- **Try it**: Hunt through the lines below for the string "leaf" and copy each one that has it.

- **Available data**:
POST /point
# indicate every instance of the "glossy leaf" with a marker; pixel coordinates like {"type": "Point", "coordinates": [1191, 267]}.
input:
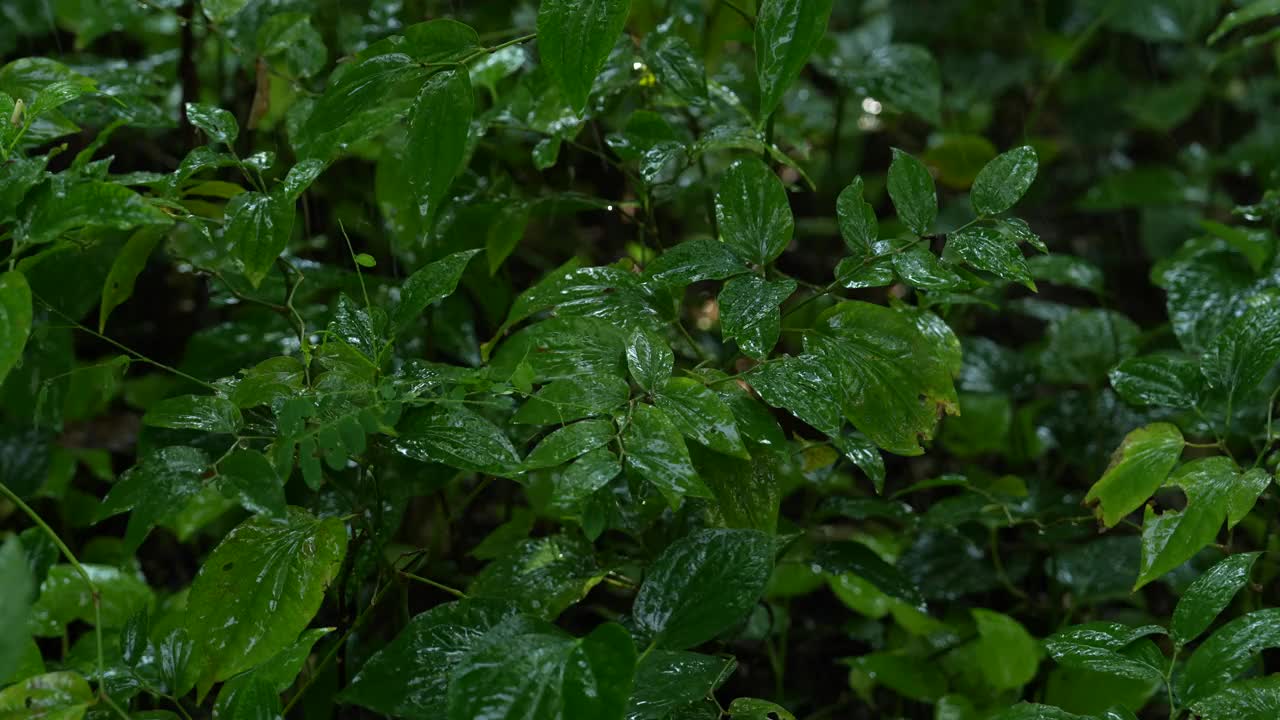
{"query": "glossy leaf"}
{"type": "Point", "coordinates": [16, 597]}
{"type": "Point", "coordinates": [219, 124]}
{"type": "Point", "coordinates": [1246, 351]}
{"type": "Point", "coordinates": [883, 367]}
{"type": "Point", "coordinates": [1138, 466]}
{"type": "Point", "coordinates": [1228, 654]}
{"type": "Point", "coordinates": [426, 650]}
{"type": "Point", "coordinates": [749, 313]}
{"type": "Point", "coordinates": [458, 437]}
{"type": "Point", "coordinates": [257, 228]}
{"type": "Point", "coordinates": [1006, 652]}
{"type": "Point", "coordinates": [1208, 596]}
{"type": "Point", "coordinates": [1211, 486]}
{"type": "Point", "coordinates": [667, 680]}
{"type": "Point", "coordinates": [1004, 181]}
{"type": "Point", "coordinates": [854, 557]}
{"type": "Point", "coordinates": [56, 696]}
{"type": "Point", "coordinates": [248, 478]}
{"type": "Point", "coordinates": [206, 413]}
{"type": "Point", "coordinates": [288, 565]}
{"type": "Point", "coordinates": [549, 677]}
{"type": "Point", "coordinates": [703, 584]}
{"type": "Point", "coordinates": [568, 442]}
{"type": "Point", "coordinates": [124, 272]}
{"type": "Point", "coordinates": [1170, 381]}
{"type": "Point", "coordinates": [912, 190]}
{"type": "Point", "coordinates": [1098, 647]}
{"type": "Point", "coordinates": [14, 319]}
{"type": "Point", "coordinates": [786, 33]}
{"type": "Point", "coordinates": [649, 359]}
{"type": "Point", "coordinates": [575, 37]}
{"type": "Point", "coordinates": [437, 139]}
{"type": "Point", "coordinates": [753, 213]}
{"type": "Point", "coordinates": [698, 413]}
{"type": "Point", "coordinates": [429, 285]}
{"type": "Point", "coordinates": [658, 454]}
{"type": "Point", "coordinates": [155, 490]}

- **Exercise answer**:
# indicate every instance of the "glossy leaf" with a marker; pixel coordinates like {"type": "Point", "coordinates": [1191, 267]}.
{"query": "glossy leaf"}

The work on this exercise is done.